Shurong Wang, Kaili Zhou, JianMin Chen, Kimberly Prather, Xin Yang, XIAOFEI WANG, Fudan University

     Abstract Number: 32
     Working Group: Instrumentation and Methods

Abstract
Black carbon (BC) aerosols play crucial roles in affecting air quality, climate, and human health. Density and morphology reflect chemical composition, mixing state and aging pathway of BC particles. A novel method, which mainly consists of an aerodynamic aerosol classifier, a differential mobility analyzer and a single-particle soot photometer, was developed to calculate shape factor and density of single BC particle by measuring its aerodynamic diameter (D_a), electrical mobility diameters (D_m) and BC mass content (m_BC). Ambient BC aerosols with different D_a (200 nm, 350 nm, 500 nm) were studied by this method. BC-dominated particles were only observed in particles with 200nm D_a and 135nm D_m, which accounted for ~75.6% of particles with 200nm D_a in the winter sampling days. Surprisingly, morphology of BC-dominated particles was near-spherical, indicating just a few absorbed substances on BC particles could change their morphology from irregular to near-spherical. Aerosols of Mode(D_a=350nm, D_m=259.5nm) and of Mode(D_a=500nm, D_m=358.7nm) constituted up to ~73.6% and ~81.9% of ambient aerosols with 350nm D_a and 500nm D_a. Most BC particles in these two modes was internally mixed with secondary substances, and their morphology was likely to be spherical. Ammonium sulfate and ammonium nitrate were the main secondary substances of BC particles in these two modes, consistent with their measured densities (1.62 g/cm3 and 1.77g/cm3 respectively) and average single particle mass spectra. Generally, the new online system can investigate both morphology and density of each single BC particle, which can help identify the formation and aging pathway of BC aerosols.

* YOUR TASK: According to the black carbon abstract, which three instruments make up the new measurement method?

* GIVEN ENTRIES:
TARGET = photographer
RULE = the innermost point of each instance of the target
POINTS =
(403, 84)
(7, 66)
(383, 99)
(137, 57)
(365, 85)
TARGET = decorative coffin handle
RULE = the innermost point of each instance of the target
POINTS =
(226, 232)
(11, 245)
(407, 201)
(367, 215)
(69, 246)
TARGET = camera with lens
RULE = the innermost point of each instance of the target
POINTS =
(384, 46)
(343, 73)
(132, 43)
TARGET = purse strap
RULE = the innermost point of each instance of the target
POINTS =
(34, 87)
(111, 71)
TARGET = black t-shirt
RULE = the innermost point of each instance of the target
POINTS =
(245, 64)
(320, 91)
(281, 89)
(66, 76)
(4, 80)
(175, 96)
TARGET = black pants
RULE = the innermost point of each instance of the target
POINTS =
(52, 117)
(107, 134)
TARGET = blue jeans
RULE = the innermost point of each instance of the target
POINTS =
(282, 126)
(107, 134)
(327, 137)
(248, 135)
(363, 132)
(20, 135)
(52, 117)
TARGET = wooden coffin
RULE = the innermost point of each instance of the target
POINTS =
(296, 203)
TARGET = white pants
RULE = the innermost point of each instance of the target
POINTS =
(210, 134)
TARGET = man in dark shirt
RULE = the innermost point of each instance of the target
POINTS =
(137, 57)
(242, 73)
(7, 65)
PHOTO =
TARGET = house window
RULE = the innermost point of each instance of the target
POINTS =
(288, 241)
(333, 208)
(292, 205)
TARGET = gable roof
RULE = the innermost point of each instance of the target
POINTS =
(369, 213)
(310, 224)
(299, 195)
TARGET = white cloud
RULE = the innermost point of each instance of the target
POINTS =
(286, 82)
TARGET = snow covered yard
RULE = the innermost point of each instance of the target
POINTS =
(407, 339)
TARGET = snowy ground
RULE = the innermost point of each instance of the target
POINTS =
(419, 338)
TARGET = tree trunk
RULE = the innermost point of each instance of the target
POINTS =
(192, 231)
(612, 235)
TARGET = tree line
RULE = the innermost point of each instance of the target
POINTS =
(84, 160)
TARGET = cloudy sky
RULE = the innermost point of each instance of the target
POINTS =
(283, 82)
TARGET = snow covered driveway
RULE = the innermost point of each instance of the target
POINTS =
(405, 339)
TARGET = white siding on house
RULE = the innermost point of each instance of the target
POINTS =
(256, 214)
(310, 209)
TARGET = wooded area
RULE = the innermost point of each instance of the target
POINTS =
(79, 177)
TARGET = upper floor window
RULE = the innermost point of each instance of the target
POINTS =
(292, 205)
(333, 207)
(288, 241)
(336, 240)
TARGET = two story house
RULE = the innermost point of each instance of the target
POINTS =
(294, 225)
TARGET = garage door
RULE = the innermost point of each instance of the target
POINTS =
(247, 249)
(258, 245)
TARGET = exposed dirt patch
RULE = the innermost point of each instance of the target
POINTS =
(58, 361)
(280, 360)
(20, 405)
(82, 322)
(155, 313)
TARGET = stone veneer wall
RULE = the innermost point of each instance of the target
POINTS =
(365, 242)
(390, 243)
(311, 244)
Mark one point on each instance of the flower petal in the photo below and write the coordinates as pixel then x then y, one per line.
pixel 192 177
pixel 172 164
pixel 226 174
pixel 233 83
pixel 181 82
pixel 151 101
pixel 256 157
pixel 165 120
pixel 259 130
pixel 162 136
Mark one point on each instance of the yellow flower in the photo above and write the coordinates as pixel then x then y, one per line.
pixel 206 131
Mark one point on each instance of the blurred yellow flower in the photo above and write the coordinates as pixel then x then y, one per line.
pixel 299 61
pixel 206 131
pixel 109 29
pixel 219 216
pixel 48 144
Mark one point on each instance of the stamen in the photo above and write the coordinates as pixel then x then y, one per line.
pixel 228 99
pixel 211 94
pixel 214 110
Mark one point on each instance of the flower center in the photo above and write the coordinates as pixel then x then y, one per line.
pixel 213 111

* OUTPUT FOR THIS EXERCISE: An aerodynamic aerosol classifier, a differential mobility analyzer and a single-particle soot photometer.